> Required work:
Reproduce the listing below word for word, from its first line to its last, but leave out the pictures.
──────── Records for processing ────────
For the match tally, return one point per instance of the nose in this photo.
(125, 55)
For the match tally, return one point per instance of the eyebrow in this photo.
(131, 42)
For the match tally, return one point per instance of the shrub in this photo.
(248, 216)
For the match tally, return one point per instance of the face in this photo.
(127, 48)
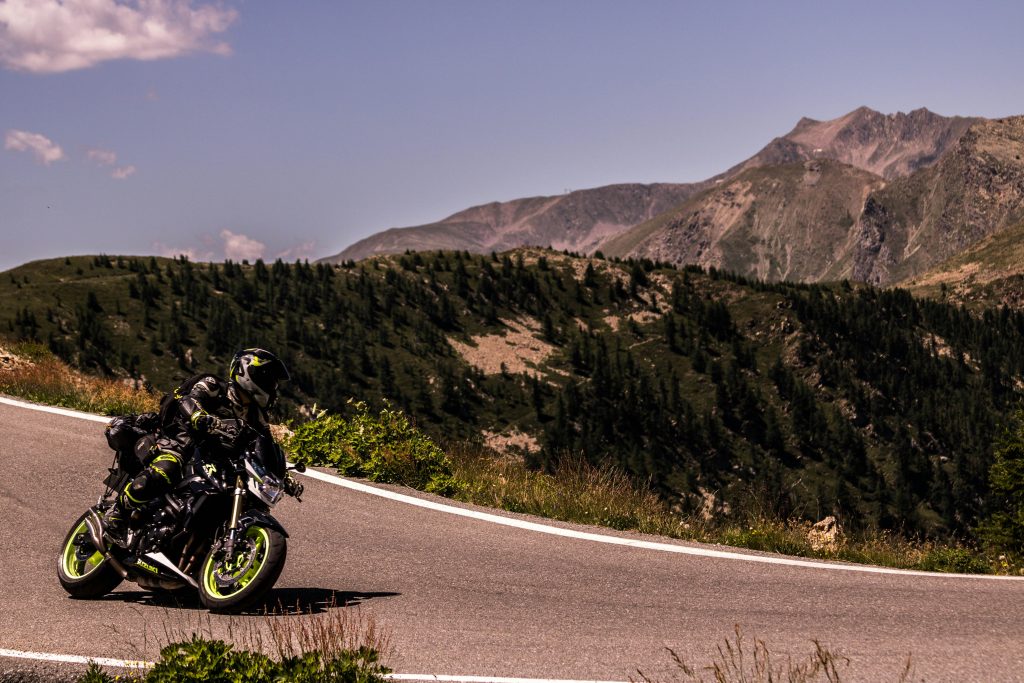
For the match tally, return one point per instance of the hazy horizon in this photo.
(260, 129)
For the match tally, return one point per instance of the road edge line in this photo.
(131, 664)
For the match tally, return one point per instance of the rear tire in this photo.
(81, 572)
(227, 585)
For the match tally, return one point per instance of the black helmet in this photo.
(257, 373)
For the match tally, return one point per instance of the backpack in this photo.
────────
> Response:
For the match tally, return one point per instance of the nose in this photo.
(125, 55)
For the match tally, return one point per instance of the eyebrow in this photo.
(131, 42)
For the match tally, return one point per instance of the shrub in this photo.
(248, 216)
For the match tally, return one point per instance of the face in this photo.
(127, 48)
For the match tally, return one point per instance of the hazy horizon in this photo.
(260, 129)
For the match tally, return one point per instance of the road edge line in this photo.
(131, 664)
For the match tally, return one point per instance of the rear tire in this photo.
(81, 572)
(227, 585)
For the match tally, return one point per instance of the black helmet in this photo.
(257, 373)
For the match tally, return one point per instance of the backpack in this photo.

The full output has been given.